*Problem 1:*
In the forum thread about moving transformed parameters to reduce_sum, what error does the poster get when declaring parameters?
*Problem 2:*
Quote the forum thread on reduce_sum, starting at "I have a massive" and ending at "way around it?".
*Problem 3:*
In the forum thread about reduce_sum, the reply names the places where a constrained declaration must sit at the top level. List each of them.

*Document extract:*

-- BEGIN --

Moving transformed parameters to reduce_sum

I have a massive transformed parameters block that I wish to move into reduce_sum. Based on this tutorial, it should be possible (quote - “For Stan programs this will usually mean that code in the transformed parameters and model block will be moved into the partial sum function”). However, when I declare my parameters I get the error No transformations/constraints allowed. Also from my understanding, parameters that are declared outside of the parameter blocks are not saved to the final output. Is there a way around it?
Thanks!

Hi,
I don’t think we can help you much without seeing the code that triggerred the error. I would guess that the parser is complaining about declarations like:

real my_fun() {
  real<lower=0> a;
  ...
}

Where a constraint on parameter is used for variables that are not at the top level of parameters / transformed parameters / generated quantities. This is because Stan currently cannot and does not enforce constraints for variables defined elsewhere. The quick solution is to remove the constraints - you then obviously have a bit more responsibility to make sure your code always generates values that satisfy the constraints.

-- END --

*Records shown:*
-- BEGIN --

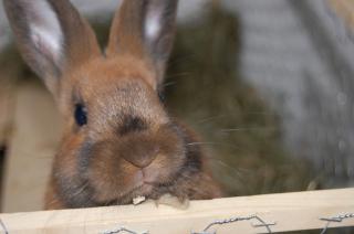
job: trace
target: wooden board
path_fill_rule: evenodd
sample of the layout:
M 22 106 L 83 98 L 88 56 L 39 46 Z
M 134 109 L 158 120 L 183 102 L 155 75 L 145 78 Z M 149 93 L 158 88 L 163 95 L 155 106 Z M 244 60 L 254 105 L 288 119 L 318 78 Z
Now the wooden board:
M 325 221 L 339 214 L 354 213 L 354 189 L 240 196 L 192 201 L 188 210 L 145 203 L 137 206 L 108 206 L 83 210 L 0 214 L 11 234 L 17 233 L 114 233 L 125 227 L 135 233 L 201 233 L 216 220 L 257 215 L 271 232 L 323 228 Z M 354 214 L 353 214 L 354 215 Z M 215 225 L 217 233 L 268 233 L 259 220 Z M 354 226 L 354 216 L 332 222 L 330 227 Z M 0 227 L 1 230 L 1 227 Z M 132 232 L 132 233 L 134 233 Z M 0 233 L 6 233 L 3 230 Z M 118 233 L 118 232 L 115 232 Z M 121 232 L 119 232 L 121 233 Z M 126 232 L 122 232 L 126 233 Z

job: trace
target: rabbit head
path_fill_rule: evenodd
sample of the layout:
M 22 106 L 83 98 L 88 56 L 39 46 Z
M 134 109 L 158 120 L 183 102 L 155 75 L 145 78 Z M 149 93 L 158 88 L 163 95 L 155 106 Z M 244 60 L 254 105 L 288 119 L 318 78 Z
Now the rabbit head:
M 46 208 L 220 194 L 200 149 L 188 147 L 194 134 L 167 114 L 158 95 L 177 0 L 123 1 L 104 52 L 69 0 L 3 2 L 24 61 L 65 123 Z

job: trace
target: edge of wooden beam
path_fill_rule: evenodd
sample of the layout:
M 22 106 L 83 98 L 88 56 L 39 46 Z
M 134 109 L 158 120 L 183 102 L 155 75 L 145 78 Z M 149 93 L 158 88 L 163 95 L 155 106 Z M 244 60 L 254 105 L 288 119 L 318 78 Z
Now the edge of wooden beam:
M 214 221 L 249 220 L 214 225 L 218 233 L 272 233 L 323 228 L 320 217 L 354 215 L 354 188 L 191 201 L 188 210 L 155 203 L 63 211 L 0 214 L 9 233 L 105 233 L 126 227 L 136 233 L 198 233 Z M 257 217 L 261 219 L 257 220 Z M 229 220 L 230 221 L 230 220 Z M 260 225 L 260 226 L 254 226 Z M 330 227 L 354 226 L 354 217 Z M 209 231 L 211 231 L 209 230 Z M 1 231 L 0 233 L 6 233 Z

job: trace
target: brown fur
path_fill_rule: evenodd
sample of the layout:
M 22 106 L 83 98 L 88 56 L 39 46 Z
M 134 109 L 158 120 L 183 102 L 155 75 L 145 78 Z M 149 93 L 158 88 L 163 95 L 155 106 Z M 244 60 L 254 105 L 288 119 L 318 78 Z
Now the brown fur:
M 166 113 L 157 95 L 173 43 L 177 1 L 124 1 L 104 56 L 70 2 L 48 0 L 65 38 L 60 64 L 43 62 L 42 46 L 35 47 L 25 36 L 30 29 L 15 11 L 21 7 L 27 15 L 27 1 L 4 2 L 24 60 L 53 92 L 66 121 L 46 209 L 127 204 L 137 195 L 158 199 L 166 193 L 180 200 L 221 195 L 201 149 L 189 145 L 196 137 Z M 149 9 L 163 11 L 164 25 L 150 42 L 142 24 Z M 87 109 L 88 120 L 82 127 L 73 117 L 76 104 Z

-- END --
-- BEGIN --

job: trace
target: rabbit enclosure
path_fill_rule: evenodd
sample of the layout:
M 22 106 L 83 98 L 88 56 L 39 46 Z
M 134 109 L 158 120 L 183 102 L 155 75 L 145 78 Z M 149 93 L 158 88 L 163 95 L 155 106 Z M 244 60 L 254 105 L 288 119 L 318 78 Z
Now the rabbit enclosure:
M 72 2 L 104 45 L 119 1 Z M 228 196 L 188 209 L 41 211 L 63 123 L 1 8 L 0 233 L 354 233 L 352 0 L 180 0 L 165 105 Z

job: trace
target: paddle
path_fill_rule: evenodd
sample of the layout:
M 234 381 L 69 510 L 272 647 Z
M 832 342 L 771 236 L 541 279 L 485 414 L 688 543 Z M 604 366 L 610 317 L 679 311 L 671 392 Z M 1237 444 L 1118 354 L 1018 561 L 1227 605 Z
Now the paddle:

-- END --
-- BEGIN --

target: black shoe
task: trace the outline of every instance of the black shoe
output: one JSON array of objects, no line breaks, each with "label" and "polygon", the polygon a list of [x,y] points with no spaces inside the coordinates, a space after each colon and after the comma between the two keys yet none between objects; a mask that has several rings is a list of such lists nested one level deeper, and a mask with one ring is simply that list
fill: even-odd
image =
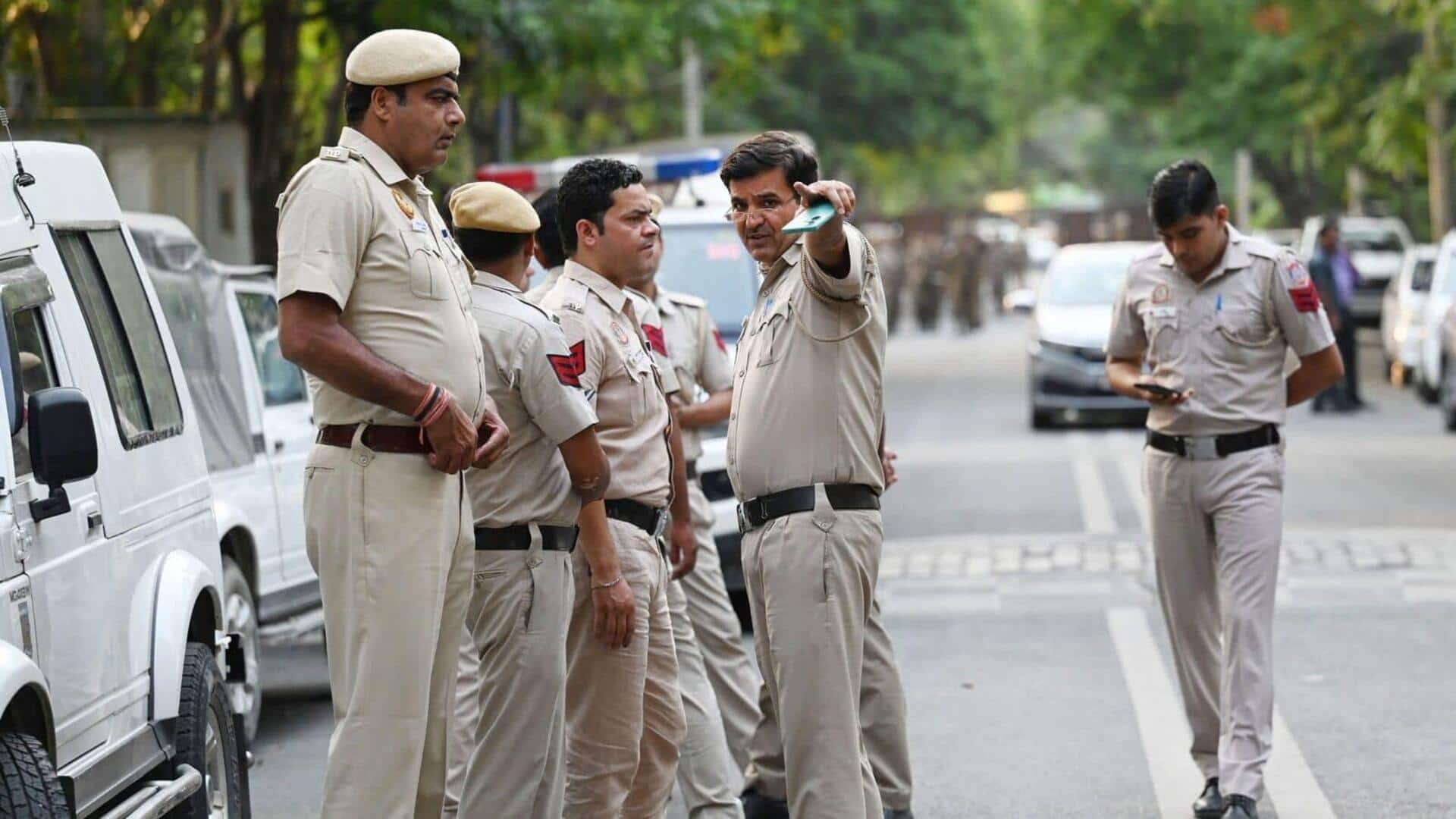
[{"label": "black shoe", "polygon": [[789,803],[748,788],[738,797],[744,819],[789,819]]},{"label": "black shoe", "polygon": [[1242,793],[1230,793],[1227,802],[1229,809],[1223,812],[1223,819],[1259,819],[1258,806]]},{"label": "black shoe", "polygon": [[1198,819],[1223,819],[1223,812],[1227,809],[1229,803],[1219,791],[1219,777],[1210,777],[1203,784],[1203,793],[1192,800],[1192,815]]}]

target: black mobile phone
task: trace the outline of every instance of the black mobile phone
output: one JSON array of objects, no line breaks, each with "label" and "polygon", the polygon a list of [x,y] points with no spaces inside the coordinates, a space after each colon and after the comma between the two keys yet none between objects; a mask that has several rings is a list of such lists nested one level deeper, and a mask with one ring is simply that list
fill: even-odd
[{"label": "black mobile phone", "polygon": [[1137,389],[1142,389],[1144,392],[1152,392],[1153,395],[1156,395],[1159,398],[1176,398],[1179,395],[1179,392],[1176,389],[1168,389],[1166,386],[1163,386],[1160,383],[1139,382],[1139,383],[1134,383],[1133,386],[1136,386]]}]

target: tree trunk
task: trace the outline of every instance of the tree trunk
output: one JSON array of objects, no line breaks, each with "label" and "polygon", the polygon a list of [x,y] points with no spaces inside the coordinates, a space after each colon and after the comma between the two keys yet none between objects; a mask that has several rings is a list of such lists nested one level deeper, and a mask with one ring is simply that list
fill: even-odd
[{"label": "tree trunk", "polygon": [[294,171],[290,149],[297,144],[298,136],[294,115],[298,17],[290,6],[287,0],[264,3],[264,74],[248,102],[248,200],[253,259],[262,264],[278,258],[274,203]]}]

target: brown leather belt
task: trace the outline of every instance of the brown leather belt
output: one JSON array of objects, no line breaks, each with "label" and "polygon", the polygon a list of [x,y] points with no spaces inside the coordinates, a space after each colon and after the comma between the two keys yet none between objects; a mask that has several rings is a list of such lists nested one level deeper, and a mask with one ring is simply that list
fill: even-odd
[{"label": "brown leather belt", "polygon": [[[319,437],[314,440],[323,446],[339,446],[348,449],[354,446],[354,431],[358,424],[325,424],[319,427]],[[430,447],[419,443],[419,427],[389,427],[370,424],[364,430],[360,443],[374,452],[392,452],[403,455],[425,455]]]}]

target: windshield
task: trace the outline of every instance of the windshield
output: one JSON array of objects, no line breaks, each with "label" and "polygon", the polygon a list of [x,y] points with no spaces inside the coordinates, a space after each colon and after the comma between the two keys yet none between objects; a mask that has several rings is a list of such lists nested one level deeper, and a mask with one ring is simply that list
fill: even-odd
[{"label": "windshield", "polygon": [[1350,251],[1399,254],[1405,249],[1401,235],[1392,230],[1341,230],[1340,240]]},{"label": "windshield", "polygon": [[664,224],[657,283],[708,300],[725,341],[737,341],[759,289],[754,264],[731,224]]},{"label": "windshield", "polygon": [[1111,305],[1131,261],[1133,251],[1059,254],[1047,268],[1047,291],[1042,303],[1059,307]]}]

-- END --

*Task answer 1:*
No transformations/constraints allowed

*Task answer 2:*
I have a massive transformed parameters block that I wish to move into reduce_sum. Based on this tutorial, it should be possible (quote - “For Stan programs this will usually mean that code in the transformed parameters and model block will be moved into the partial sum function”). However, when I declare my parameters I get the error No transformations/constraints allowed. Also from my understanding, parameters that are declared outside of the parameter blocks are not saved to the final output. Is there a way around it?

*Task answer 3:*
parameters, transformed parameters, generated quantities